Von Ilja Kramnik, RIA Novosti *

Die Preisschwankungen bei Öl und Gas auf dem Weltmarkt, der Bau neuer Kraftwerke, Erpressung mit Brennstofflieferungen sind in der Energiepolitik derzeit ein Topthema.

Viele Experten sehen darin auch die eigentliche Ursache der meisten Kriege des 20. Jahrhunderts. Was auf jeden Fall stimmt: Mit der Entwicklung der Industriegesellschaft spielen die Energieressourcen eine immer größere Rolle. Bei einem bestimmten Entwicklungsstand wird der freie Zugang zu den Energieressourcen zu einer Lebensnotwendigkeit. Eine Einschränkung dieses Zugangs kann ernsthafte Folgen für die Wirtschaft haben. Die Kontrolle über der Förderung von Energieressourcen gehörte zu den Hauptzielen der Aggressoren im Zweiten Weltkrieg.

So war für Deutschland und Italien 1942 der Durchbruch zu den Ölvorkommen des Kaukasus an der sowjetisch-deutschen Front und der Arabischen Halbinsel an der Afrikanischen Front eines der wichtigsten Ziele. Dies war vom akuten Brennstoffmangel diktiert. Für Japan war das Embargo, mit dem dem Land der Zugang zu den Ölfeldern in Südostasien versperrt wurde, der Grund für den Kriegsbeginn.

## [Bereitgestellte Daten]
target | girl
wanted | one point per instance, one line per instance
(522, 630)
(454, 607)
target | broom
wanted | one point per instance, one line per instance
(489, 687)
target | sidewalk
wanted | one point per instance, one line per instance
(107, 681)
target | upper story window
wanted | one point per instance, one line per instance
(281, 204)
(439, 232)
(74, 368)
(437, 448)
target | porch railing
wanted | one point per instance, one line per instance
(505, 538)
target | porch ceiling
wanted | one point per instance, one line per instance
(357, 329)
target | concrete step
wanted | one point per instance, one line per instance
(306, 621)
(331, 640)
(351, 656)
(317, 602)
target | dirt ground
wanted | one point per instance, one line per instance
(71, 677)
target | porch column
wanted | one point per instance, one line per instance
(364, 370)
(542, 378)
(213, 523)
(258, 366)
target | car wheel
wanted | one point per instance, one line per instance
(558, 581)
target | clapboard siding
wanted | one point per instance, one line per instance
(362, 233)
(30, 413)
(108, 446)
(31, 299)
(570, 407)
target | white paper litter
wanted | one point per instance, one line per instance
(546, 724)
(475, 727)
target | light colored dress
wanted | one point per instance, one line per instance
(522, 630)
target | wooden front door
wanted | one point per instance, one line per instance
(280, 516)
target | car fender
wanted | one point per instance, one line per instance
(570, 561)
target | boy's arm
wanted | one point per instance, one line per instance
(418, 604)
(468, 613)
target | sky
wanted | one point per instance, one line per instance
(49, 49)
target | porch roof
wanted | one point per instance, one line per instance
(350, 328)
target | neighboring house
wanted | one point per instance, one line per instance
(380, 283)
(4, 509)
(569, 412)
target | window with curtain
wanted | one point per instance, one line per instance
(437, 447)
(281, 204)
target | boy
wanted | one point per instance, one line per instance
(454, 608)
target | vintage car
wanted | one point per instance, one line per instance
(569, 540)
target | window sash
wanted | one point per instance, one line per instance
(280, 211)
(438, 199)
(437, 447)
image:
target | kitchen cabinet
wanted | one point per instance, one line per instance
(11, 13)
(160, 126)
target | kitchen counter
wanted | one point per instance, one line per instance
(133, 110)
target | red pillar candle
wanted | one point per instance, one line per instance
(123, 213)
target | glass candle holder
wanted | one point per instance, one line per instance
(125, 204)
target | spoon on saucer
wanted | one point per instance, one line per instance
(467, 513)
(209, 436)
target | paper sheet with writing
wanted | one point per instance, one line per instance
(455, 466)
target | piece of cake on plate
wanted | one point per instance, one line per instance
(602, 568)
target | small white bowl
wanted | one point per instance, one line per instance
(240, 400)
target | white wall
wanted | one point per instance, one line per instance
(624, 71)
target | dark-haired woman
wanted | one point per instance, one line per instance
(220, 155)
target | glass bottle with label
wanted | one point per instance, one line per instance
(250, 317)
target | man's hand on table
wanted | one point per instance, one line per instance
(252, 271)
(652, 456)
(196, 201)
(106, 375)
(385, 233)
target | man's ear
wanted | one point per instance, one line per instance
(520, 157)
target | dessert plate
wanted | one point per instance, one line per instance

## [Was zu tun ist]
**1)** Was war laut dem Text über Energieressourcen für Japan der Grund für den Kriegsbeginn?
**2)** Schreiben Sie den Text über Energieressourcen nach seinem letzten Satz weiter.
Die Daten spielen hierfür keine Rolle.

## [Lösungen]
**1)** Das Embargo, mit dem Japan der Zugang zu den Ölfeldern in Südostasien versperrt wurde.

**2)**
Die Öllagerstätten, die Kohlengruben, die Tankschiffe, die Zisternenzüge mit Treibstoff und Kraftwerke galten während des Kriegs als überaus wichtige Ziele. Bei den U-Booten standen die Tankschiffe auf der Liste der vorrangigen Ziele gleich hinter den Flugzeugträgern und Linienschiffen. Ölraffinerien, Kraftwerke und Treibstofffabriken auf dem Territorium des Dritten Reichs waren ebenfalls die wichtigsten Ziele für die strategischen Bomber der Alliierten.

Nach dem Krieg veränderte sich die Situation nur unwesentlich. Die Ölregionen wurden zur Arena der Rivalität zwischen den führenden Staaten in der Welt. Die Großmächte suchten sich Verbündete unter den dortigen Ländern. Zunächst wurde Erdöl dank seinen physikalischen Eigenschaften zur wichtigsten Energieressource unserer „Maschinen-Zivilisation“. Etwas später gesellte sich Erdgas dazu, das zu einer nahezu idealen Energiequelle für die Wärmekraftwerke wurde.

Die Rolle von Erdöl fand in der Geschichte der Nahost-Konflikte eine Bestätigung: Die Interessen der Großmächte machten diese Region zum Ort ewiger Konflikte, bei denen es um das „Ölfass der Welt“ ging. Nicht weniger heiß ging es um Vietnam, in dessen Wirtschaftsgewässern große Vorräte an fossilen Brennstoffen konzentriert sind.

In den kommenden Jahren wird die Arktis zur Zone von Konflikten um den Zugang zu den Energieressourcen. Die globale Erwärmung, die den Zugang zum Arktis-Schelf möglich macht, und die nachgewiesenen großen Vorräte werden unweigerlich eine harte Schlacht um einzelne Schelfabschnitte verursachen.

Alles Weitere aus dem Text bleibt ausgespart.